- EXERCISE OBJECTIVE
The answer must be every record below, reproduced exactly.

- Extracted data entries
-- Opening Marker --

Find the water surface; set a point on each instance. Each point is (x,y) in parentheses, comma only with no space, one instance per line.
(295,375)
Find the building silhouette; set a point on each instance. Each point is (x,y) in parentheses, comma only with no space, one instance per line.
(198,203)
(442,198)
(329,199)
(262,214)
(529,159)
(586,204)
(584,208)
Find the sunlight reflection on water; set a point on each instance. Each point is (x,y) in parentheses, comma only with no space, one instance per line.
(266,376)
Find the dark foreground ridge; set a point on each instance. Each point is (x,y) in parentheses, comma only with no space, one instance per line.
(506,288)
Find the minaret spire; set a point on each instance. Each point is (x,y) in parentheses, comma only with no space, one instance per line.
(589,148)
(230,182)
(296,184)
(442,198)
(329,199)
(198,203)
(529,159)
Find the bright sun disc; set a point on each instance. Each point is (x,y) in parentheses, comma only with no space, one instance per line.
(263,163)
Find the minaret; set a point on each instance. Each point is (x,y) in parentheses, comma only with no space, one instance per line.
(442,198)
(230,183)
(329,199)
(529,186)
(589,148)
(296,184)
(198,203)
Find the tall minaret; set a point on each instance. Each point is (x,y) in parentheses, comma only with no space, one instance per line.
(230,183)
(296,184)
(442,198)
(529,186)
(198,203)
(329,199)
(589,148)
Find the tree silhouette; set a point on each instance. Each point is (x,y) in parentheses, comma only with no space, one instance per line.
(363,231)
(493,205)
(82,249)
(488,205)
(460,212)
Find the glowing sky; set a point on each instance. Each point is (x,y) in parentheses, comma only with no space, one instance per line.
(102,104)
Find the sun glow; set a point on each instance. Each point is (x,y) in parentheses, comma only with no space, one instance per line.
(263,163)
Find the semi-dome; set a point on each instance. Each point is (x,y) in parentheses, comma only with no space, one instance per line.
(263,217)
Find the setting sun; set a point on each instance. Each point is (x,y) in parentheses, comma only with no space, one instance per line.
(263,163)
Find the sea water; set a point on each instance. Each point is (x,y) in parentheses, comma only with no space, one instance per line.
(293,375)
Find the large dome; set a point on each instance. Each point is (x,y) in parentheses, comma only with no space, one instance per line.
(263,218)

-- Closing Marker --

- WRITTEN ANSWER
Find the water surface; set a point on each instance. Each point is (x,y) in parentheses, comma only with no space, one instance per line.
(295,375)
Find the building silhouette; set a point on each instance. Each point is (x,y) in parentheses, comma only with no space, one instance per line.
(198,203)
(442,198)
(329,199)
(262,214)
(529,159)
(586,204)
(584,208)
Find the sunlight reflection on water; set a point on each instance. Each point is (x,y) in parentheses, comma only with no space, one instance per line.
(266,376)
Find the dark foreground ridge; set a point on each instance. Each point is (x,y) in parentheses, comma only with no space, one instance per line.
(506,288)
Find the minaret spire; set a point on each instance. Each point is (x,y) in parentheses, comma only with no space, one instance per line.
(589,148)
(230,182)
(296,184)
(442,198)
(329,199)
(198,203)
(529,159)
Find the bright sun disc; set a point on each instance. Each point is (x,y) in parentheses, comma only with no space, one instance per line.
(263,163)
Find the minaret; set a point on each instance. Each point is (x,y) in parentheses, comma only with no space, one instance per line.
(442,198)
(230,183)
(329,199)
(529,186)
(589,148)
(296,184)
(198,203)
Find the tall minaret; set a point on each instance. Each point is (x,y) in parentheses, comma only with no space, one instance per line.
(230,183)
(296,184)
(442,198)
(529,186)
(198,203)
(329,199)
(589,148)
Find the tree silhouette; set a point on each instance. Each point is (x,y) in parentheses, comma only with no space, one instance per line.
(363,231)
(493,205)
(82,249)
(488,205)
(460,212)
Find the glowing sky; set a point on each instance. Each point is (x,y) in parentheses, comma only with no space, one instance per line.
(102,104)
Find the sun glow; set a point on each instance. Each point is (x,y) in parentheses, comma only with no space, one instance per line.
(263,163)
Find the semi-dome; set a point on each instance. Each point is (x,y) in parentheses, comma only with no space, one instance per line.
(263,217)
Find the setting sun; set a point on each instance. Each point is (x,y) in parentheses, comma only with no space, one instance per line.
(263,163)
Find the sea water; set a point on each instance. Each point is (x,y) in parentheses, comma only with no space, one instance per line.
(293,375)
Find the large dome; set a point on each instance. Each point is (x,y) in parentheses, comma only with no space, one instance per line.
(263,218)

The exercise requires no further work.